Exercise> Report each line of the records where "every" occurs.

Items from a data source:
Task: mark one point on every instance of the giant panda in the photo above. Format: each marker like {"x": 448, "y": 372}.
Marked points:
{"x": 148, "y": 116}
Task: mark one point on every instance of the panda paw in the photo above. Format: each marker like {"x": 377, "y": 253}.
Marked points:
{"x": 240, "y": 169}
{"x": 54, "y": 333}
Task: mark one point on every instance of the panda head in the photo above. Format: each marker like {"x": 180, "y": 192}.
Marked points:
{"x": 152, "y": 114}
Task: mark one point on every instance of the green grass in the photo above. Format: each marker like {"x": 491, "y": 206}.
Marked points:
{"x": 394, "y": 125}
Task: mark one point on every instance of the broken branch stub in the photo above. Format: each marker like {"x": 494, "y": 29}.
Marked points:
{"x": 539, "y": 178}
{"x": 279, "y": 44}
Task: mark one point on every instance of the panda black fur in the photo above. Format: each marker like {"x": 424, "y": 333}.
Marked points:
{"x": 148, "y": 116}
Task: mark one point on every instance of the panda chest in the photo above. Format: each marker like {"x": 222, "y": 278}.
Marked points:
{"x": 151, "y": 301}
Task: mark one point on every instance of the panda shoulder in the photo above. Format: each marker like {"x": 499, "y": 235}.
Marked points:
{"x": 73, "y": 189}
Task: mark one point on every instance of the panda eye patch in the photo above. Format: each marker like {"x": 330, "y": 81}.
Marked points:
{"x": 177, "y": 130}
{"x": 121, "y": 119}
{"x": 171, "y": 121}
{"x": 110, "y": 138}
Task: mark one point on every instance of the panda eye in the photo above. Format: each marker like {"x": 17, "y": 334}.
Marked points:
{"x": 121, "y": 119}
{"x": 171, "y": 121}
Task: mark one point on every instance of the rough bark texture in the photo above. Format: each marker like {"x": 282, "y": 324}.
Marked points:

Task answer>
Task: mark one point on every instance of the giant panda in the photo above. Format: each marker like {"x": 448, "y": 372}.
Task: mark one point on every instance of the panda paw in the photo above. Format: each marker like {"x": 377, "y": 253}.
Task: mark one point on every instance of the panda head in the photo above. Format: each marker like {"x": 180, "y": 192}.
Task: mark one point on every instance of the green grass in the photo above. Format: each marker like {"x": 491, "y": 206}.
Task: mark one point on every instance of the broken branch stub in the photo above. Format: each marker like {"x": 494, "y": 29}.
Task: mark one point on every instance of the panda black fur in the photo above. Format: each marker like {"x": 424, "y": 333}.
Task: mark one point on every instance of the panda chest in the photo above. Format: each marker like {"x": 222, "y": 278}.
Task: mark one point on every instance of the panda shoulder in the photo above. Format: each marker like {"x": 499, "y": 235}.
Task: mark one point on every instance of the panda eye patch in the photo above. Format: each marker like {"x": 330, "y": 81}.
Task: mark one point on every instance of the panda eye in the photo above. Format: each marker like {"x": 17, "y": 334}.
Task: mark one point on every instance of the rough bark texture in the photo above. Format: each marker like {"x": 282, "y": 324}.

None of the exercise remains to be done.